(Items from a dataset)

•••

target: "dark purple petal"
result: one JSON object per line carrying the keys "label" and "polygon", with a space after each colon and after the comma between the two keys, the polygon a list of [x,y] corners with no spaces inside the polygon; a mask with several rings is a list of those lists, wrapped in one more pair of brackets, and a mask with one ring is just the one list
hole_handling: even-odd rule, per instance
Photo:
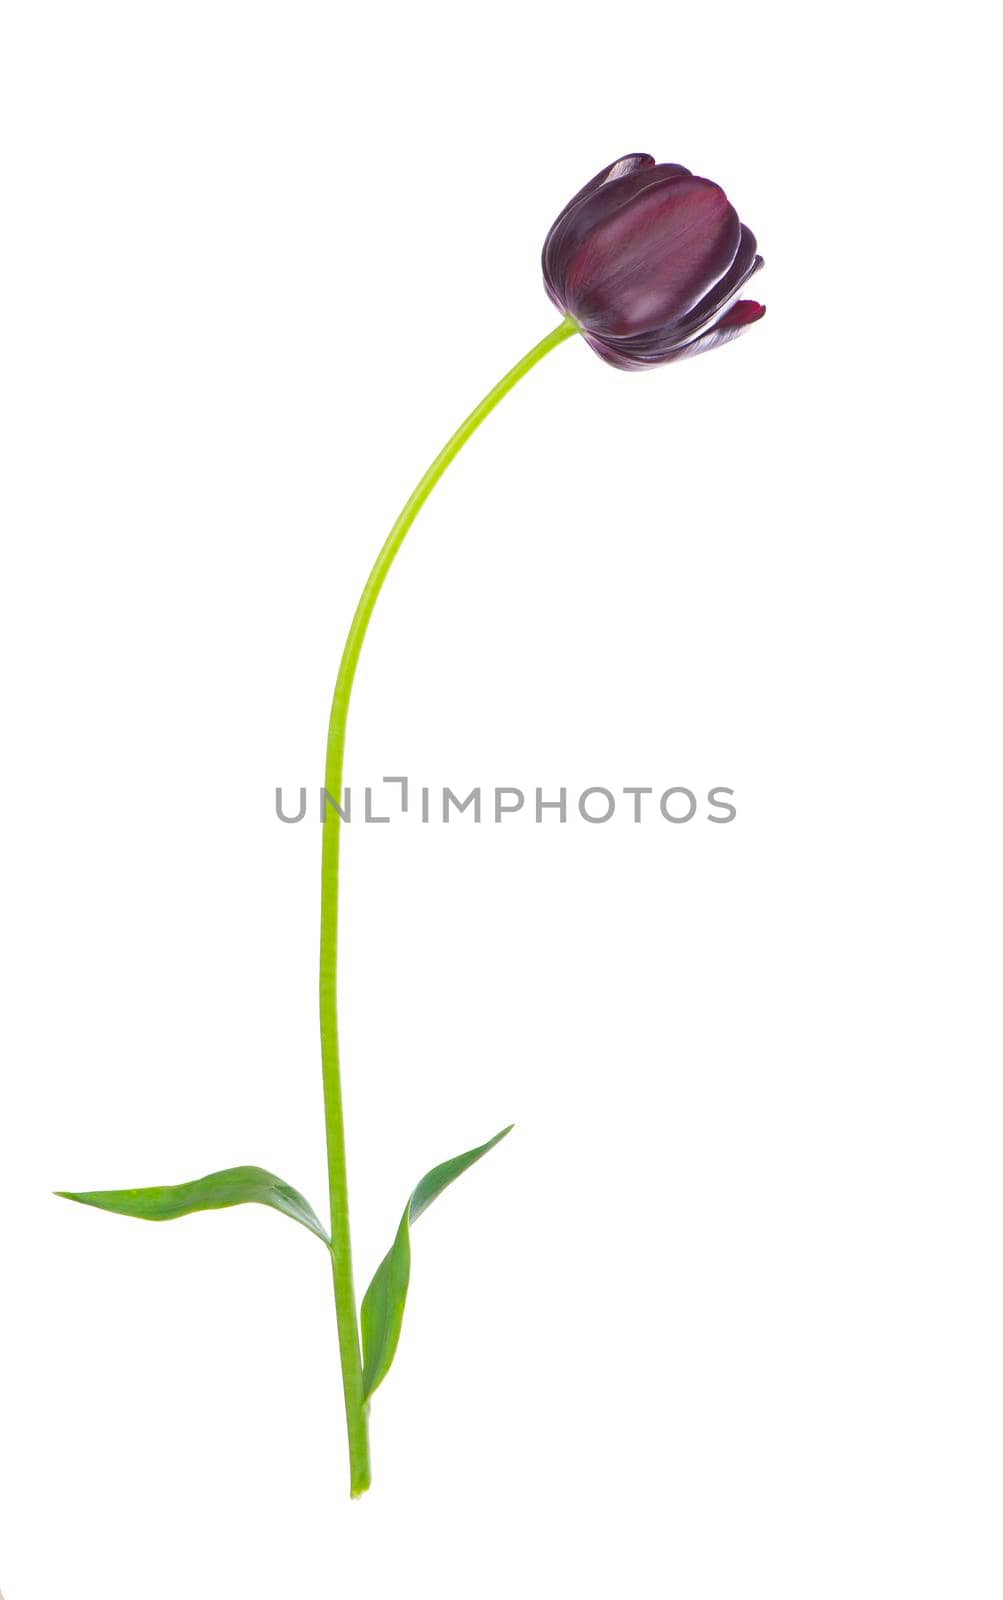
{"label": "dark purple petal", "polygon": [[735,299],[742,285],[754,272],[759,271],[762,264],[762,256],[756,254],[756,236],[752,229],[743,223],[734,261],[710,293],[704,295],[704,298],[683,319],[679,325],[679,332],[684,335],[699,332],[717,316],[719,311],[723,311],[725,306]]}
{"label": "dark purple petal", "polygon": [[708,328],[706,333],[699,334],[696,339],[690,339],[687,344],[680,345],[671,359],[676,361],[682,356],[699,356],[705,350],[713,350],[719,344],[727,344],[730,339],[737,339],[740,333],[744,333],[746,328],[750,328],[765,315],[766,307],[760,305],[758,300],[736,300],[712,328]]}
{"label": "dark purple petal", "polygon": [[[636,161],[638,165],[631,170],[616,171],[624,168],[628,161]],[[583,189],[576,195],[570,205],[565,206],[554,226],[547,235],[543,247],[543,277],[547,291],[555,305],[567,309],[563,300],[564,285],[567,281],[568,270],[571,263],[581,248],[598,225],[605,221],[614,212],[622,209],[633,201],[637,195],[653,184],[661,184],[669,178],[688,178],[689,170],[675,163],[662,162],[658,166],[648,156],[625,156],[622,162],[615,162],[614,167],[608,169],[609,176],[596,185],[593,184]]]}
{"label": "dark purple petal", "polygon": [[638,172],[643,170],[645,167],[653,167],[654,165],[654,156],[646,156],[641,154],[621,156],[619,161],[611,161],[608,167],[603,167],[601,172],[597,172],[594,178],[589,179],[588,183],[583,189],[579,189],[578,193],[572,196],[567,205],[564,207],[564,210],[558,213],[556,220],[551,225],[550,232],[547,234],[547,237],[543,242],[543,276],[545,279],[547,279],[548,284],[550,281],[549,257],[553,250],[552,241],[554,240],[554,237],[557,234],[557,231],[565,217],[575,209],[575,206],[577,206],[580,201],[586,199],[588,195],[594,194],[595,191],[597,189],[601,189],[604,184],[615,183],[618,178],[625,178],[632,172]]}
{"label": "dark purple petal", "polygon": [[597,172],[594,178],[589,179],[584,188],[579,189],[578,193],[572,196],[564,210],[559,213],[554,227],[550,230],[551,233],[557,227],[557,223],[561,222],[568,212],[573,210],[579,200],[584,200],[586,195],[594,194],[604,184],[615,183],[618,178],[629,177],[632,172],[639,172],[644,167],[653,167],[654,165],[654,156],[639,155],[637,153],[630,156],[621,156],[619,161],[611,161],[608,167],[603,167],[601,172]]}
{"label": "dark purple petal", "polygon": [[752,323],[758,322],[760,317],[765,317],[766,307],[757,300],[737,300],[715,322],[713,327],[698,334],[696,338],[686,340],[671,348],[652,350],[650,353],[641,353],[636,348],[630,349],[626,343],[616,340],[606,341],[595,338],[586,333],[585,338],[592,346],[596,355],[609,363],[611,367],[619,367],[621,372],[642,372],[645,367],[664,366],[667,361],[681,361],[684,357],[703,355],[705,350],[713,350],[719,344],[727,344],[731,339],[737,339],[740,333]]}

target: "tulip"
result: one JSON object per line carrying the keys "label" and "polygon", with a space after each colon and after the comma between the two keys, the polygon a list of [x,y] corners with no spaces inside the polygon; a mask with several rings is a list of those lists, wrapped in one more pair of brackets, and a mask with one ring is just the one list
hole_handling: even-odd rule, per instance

•••

Assigned task. Only the number is wanted here. Please work out how many lines of the records contain "target".

Answer below. 2